● What the task requires: The required output is all lines below that contain the word "plant".

● Dataset entries:
>>>>

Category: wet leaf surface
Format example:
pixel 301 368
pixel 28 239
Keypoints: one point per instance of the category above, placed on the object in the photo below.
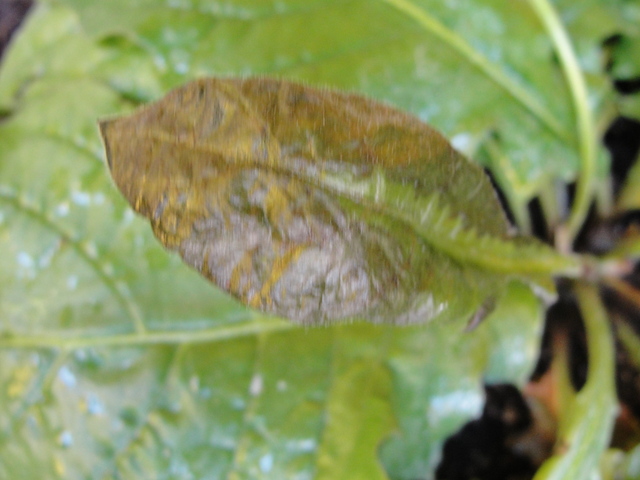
pixel 315 205
pixel 117 361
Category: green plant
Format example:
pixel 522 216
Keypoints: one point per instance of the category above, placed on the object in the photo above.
pixel 120 362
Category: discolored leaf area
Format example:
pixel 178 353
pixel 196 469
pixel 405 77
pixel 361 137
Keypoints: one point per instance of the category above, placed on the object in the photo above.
pixel 306 203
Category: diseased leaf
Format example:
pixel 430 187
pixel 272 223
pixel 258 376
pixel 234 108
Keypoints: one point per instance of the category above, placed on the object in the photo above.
pixel 313 204
pixel 91 389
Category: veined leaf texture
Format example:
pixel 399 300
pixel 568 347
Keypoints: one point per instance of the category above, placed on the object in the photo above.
pixel 316 205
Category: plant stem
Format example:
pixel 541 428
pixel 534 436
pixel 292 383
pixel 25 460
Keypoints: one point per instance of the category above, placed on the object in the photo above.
pixel 492 71
pixel 585 429
pixel 585 124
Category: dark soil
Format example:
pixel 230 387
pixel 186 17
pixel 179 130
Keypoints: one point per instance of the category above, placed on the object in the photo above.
pixel 511 439
pixel 11 14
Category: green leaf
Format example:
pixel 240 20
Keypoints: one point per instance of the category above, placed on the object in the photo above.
pixel 489 72
pixel 316 205
pixel 587 419
pixel 118 362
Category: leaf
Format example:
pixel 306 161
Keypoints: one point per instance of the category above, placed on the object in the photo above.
pixel 587 421
pixel 193 385
pixel 488 73
pixel 313 205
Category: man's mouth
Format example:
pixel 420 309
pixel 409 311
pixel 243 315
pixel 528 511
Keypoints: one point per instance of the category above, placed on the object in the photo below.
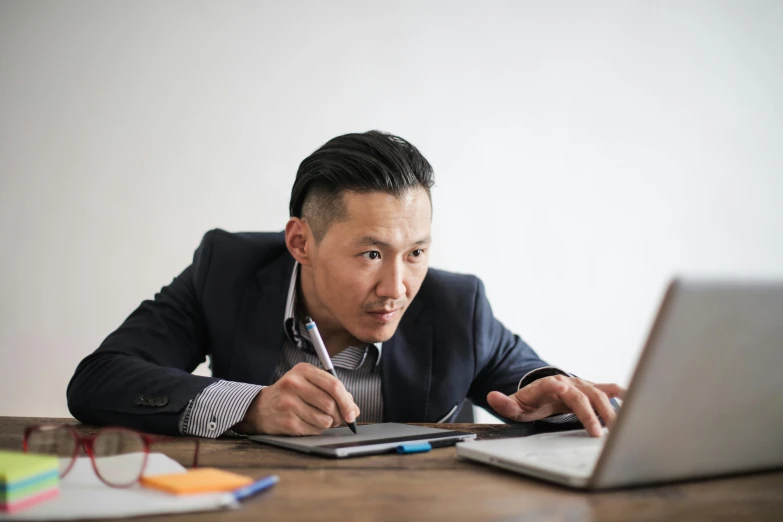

<<<<

● Final answer:
Category: green plant
Category: plant stem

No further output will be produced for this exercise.